# Task prompt
Find every line in the listing below that contains the string "photo", matching case exactly, and copy each such line.

'''

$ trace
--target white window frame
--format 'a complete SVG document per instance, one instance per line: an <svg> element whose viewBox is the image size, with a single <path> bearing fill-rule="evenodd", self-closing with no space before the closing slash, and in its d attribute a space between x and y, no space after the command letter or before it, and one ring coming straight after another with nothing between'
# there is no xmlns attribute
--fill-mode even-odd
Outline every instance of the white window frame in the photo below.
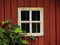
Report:
<svg viewBox="0 0 60 45"><path fill-rule="evenodd" d="M30 11L30 14L29 14L29 20L30 21L21 21L21 11ZM32 11L40 11L40 21L32 21ZM43 12L43 8L39 8L39 7L19 7L18 8L18 25L21 26L21 23L29 23L30 24L30 33L27 33L26 36L44 36L44 12ZM32 22L34 23L40 23L40 33L32 33Z"/></svg>

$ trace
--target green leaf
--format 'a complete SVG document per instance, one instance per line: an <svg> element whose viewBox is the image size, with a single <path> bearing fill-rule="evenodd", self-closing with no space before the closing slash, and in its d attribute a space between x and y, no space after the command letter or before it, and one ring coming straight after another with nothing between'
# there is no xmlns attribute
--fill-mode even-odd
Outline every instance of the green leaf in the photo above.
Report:
<svg viewBox="0 0 60 45"><path fill-rule="evenodd" d="M28 44L26 40L22 40L22 44Z"/></svg>
<svg viewBox="0 0 60 45"><path fill-rule="evenodd" d="M15 32L15 33L21 33L21 32L23 32L23 31L21 30L21 28L17 27L17 28L14 30L14 32Z"/></svg>

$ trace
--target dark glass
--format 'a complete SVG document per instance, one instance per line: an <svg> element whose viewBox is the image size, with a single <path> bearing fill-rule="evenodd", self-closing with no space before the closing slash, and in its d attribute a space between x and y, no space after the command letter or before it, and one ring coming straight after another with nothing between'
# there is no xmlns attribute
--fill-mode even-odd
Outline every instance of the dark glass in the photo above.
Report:
<svg viewBox="0 0 60 45"><path fill-rule="evenodd" d="M40 23L32 23L32 33L40 33Z"/></svg>
<svg viewBox="0 0 60 45"><path fill-rule="evenodd" d="M29 23L22 23L21 27L23 31L26 31L27 33L29 33Z"/></svg>
<svg viewBox="0 0 60 45"><path fill-rule="evenodd" d="M32 11L32 20L39 21L40 20L40 11Z"/></svg>
<svg viewBox="0 0 60 45"><path fill-rule="evenodd" d="M28 21L29 20L29 11L21 11L21 20Z"/></svg>

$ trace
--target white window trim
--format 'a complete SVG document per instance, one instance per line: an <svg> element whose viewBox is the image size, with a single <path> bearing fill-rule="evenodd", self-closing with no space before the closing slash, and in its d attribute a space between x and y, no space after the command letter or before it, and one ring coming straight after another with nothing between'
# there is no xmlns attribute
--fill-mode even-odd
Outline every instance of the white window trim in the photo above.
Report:
<svg viewBox="0 0 60 45"><path fill-rule="evenodd" d="M40 11L40 21L32 21L32 18L30 18L30 21L21 21L21 10L23 10L23 11L28 11L28 10L30 10L30 16L29 17L31 17L31 11L32 10L39 10ZM27 33L27 35L26 36L31 36L31 35L33 35L33 36L44 36L44 12L43 12L43 8L28 8L28 7L20 7L20 8L18 8L18 25L20 25L21 26L21 23L30 23L30 33ZM32 22L34 22L34 23L39 23L40 22L40 33L32 33L32 27L31 27L31 25L32 25Z"/></svg>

'''

# Completed task
Outline every instance of the white window frame in the photo below.
Outline every instance of the green leaf in the photo above.
Outline every instance of the dark glass in the photo above.
Outline every instance of the white window trim in the photo above.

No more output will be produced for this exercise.